## PROBLEM TO WORK ON
Gather every line of the rows below that contains the string "positive", matching case exactly.

## SUPPLIED DATA
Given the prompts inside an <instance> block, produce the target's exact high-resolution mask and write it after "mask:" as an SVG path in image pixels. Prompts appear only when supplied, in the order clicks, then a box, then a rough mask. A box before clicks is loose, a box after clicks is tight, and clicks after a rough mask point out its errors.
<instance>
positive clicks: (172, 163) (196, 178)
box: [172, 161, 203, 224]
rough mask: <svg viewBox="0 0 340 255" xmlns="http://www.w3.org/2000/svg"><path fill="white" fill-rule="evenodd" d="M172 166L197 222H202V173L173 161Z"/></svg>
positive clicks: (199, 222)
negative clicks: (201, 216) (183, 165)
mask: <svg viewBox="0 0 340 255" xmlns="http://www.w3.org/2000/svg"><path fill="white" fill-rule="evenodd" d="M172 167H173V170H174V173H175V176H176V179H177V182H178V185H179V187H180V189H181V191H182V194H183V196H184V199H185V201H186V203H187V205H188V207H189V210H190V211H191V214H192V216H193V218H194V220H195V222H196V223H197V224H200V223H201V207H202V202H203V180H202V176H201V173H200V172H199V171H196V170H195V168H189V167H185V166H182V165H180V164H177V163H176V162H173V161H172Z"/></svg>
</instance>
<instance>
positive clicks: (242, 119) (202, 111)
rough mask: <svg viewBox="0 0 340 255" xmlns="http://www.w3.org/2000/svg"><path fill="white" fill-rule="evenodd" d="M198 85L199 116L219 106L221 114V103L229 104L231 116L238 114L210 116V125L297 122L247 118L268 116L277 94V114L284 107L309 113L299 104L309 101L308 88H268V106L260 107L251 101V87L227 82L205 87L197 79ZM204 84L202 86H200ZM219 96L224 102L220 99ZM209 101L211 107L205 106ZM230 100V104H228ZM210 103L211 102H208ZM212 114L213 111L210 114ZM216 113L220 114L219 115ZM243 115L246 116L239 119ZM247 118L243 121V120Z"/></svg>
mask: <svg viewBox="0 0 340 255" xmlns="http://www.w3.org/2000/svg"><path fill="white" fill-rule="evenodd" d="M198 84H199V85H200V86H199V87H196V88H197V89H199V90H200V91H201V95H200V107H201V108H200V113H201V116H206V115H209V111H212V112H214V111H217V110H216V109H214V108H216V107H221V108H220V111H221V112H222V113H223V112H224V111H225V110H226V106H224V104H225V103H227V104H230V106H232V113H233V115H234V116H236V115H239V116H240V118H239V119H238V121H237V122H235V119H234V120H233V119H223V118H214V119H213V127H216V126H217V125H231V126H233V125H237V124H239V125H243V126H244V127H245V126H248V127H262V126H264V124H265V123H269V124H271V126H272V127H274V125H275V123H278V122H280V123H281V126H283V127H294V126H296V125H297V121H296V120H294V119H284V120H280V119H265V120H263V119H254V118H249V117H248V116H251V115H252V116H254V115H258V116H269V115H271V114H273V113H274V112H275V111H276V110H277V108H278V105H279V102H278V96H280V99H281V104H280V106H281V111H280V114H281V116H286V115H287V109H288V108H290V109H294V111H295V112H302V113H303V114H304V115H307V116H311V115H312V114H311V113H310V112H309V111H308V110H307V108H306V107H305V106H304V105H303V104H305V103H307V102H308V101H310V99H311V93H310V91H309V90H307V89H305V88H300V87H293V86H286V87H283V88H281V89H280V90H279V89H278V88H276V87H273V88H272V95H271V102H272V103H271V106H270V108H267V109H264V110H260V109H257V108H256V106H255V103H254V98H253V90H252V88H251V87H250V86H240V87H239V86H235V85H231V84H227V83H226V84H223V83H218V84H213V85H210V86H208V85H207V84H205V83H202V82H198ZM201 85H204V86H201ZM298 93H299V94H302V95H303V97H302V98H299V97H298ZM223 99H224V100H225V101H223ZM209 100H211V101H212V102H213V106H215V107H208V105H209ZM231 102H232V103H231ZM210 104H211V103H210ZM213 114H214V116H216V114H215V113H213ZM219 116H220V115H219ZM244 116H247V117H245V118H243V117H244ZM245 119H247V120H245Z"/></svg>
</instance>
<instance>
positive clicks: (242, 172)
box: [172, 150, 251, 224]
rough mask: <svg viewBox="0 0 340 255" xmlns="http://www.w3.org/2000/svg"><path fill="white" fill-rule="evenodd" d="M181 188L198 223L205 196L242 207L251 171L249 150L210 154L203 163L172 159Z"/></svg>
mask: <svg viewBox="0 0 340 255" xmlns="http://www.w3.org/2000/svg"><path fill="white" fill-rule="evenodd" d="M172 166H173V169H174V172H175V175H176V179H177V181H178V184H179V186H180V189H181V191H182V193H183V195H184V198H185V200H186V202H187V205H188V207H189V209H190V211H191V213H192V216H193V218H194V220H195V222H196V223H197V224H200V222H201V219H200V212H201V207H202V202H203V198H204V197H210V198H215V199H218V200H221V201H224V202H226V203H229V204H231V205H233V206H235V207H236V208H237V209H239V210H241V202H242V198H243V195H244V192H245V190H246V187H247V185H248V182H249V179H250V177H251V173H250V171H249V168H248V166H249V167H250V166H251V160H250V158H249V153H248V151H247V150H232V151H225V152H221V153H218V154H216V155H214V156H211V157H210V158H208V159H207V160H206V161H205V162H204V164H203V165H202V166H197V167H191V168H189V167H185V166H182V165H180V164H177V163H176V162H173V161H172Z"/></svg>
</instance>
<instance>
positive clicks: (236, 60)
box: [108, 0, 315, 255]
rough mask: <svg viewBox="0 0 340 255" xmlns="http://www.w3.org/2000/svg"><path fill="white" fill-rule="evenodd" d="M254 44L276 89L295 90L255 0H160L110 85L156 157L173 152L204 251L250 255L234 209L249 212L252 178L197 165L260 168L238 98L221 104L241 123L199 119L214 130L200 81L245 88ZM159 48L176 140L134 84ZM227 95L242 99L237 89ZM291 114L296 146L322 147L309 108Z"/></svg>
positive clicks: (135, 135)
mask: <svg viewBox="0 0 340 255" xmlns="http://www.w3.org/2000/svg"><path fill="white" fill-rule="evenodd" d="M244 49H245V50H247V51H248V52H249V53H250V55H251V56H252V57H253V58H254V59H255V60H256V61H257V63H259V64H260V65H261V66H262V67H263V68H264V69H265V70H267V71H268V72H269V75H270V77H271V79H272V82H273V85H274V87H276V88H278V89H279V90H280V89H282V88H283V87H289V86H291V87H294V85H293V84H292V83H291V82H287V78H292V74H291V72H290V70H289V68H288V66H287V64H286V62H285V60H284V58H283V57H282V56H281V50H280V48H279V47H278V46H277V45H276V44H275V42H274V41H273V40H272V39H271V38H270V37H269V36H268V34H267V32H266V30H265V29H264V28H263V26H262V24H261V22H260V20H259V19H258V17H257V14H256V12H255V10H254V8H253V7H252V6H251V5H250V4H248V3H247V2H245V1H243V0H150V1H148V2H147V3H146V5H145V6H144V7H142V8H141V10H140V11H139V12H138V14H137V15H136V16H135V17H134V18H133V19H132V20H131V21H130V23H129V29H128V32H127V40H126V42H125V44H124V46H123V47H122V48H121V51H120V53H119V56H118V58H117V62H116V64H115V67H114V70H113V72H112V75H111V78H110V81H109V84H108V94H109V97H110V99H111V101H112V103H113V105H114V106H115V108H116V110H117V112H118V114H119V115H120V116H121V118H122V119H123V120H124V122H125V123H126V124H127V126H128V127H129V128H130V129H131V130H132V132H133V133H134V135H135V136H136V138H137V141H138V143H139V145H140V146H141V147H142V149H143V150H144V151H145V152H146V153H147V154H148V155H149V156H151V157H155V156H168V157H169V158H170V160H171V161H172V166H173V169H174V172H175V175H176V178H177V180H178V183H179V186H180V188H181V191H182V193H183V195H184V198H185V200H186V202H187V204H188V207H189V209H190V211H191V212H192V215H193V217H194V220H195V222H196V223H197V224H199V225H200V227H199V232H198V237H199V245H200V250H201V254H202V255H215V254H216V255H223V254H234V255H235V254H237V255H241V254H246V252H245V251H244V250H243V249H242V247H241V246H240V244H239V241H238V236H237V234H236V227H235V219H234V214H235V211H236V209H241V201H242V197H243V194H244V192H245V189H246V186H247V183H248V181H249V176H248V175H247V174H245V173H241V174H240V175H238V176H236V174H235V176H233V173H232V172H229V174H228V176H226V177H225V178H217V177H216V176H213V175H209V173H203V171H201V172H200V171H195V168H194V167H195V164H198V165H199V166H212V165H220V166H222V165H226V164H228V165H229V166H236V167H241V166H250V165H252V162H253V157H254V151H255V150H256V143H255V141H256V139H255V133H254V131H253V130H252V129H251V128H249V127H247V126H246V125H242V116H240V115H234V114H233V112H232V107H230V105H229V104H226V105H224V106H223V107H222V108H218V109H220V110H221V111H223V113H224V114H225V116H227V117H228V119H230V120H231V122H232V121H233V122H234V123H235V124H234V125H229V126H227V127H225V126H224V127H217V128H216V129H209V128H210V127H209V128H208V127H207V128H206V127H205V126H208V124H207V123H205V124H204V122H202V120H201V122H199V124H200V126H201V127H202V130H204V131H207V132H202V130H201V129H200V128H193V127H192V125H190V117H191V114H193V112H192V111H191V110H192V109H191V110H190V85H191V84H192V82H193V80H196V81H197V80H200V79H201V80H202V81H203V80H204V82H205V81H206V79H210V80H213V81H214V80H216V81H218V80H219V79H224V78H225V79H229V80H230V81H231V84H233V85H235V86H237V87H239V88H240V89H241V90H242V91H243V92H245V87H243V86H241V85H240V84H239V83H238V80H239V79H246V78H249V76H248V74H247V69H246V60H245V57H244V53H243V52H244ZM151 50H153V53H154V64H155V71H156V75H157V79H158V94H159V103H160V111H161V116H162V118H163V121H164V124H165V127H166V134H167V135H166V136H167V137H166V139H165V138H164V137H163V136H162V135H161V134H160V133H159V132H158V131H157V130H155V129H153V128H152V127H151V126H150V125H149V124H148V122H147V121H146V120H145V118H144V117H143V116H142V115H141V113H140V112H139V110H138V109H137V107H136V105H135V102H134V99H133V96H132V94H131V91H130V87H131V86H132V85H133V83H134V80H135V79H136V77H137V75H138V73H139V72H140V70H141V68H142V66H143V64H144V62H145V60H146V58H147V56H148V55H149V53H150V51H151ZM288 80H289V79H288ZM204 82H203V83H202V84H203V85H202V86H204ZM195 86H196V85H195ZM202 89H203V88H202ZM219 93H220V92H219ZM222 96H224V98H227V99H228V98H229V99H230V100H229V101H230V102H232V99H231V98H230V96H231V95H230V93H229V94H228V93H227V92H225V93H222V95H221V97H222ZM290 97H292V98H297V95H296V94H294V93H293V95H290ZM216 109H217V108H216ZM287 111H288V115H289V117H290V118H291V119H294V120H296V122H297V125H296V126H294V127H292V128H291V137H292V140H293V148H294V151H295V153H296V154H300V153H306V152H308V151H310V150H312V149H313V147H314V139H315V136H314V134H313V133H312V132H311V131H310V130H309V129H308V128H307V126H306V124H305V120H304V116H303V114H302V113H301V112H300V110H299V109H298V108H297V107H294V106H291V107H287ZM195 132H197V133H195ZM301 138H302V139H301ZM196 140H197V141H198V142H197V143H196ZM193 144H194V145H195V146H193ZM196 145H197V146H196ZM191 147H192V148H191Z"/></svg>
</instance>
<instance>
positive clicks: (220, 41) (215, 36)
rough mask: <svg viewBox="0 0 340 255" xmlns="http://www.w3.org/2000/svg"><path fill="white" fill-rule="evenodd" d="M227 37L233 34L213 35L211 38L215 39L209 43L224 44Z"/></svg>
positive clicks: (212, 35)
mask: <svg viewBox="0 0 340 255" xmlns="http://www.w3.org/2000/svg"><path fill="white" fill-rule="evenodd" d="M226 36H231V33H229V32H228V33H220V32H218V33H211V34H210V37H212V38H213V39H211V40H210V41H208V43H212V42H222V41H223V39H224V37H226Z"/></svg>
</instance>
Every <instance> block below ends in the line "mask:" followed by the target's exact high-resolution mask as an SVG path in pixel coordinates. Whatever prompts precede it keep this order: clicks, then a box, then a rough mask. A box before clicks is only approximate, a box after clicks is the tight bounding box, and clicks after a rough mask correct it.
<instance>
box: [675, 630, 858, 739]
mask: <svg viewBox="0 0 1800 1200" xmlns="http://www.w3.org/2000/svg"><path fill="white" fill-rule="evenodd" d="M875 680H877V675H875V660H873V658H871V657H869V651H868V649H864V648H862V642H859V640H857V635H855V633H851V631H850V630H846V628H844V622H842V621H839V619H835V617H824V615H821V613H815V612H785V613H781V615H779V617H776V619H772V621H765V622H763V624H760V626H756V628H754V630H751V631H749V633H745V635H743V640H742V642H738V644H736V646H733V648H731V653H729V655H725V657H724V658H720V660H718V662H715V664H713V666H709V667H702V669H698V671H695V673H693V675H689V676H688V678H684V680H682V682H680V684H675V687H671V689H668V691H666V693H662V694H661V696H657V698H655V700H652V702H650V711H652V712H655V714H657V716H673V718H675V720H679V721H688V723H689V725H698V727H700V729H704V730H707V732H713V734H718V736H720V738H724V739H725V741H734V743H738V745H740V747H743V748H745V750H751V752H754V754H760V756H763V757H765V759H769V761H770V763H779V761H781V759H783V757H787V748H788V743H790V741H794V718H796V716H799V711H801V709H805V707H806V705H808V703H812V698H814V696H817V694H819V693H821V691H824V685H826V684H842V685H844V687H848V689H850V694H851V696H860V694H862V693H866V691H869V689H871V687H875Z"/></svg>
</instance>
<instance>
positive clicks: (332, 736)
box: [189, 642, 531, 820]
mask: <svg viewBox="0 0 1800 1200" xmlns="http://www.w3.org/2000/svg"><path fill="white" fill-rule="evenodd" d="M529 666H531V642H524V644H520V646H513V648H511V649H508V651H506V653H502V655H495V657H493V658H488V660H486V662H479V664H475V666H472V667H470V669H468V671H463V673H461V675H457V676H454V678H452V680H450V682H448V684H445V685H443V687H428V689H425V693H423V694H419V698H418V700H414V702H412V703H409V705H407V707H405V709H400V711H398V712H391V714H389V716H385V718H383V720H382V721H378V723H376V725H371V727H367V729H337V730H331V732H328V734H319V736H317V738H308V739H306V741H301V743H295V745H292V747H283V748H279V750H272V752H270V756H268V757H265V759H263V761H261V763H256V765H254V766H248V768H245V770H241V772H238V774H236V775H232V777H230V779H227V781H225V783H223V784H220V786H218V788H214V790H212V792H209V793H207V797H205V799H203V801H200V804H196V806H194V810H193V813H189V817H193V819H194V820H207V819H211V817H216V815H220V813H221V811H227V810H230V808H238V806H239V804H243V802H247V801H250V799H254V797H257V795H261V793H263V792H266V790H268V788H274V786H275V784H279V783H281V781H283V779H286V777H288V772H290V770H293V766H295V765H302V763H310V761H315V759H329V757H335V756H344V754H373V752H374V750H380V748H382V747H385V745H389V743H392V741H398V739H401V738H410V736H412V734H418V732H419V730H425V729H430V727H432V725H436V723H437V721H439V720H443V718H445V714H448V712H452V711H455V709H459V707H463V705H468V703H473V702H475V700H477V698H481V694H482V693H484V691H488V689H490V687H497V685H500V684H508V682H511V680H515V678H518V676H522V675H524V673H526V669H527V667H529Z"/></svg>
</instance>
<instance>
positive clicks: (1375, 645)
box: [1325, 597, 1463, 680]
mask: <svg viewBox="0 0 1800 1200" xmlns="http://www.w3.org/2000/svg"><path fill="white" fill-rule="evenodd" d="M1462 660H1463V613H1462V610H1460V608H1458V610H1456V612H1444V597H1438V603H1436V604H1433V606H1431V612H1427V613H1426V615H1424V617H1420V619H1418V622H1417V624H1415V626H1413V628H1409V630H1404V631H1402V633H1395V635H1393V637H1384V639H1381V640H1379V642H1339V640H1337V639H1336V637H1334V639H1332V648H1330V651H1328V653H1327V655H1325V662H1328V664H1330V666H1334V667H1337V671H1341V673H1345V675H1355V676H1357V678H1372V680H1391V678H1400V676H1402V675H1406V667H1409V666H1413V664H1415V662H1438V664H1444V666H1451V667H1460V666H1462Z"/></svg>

## OUTPUT
positive clicks: (172, 163) (196, 178)
positive clicks: (199, 222)
positive clicks: (242, 119) (202, 111)
positive clicks: (242, 172)
positive clicks: (236, 60)
positive clicks: (135, 135)
positive clicks: (220, 41) (215, 36)
positive clicks: (212, 35)
positive clicks: (332, 736)
positive clicks: (1375, 645)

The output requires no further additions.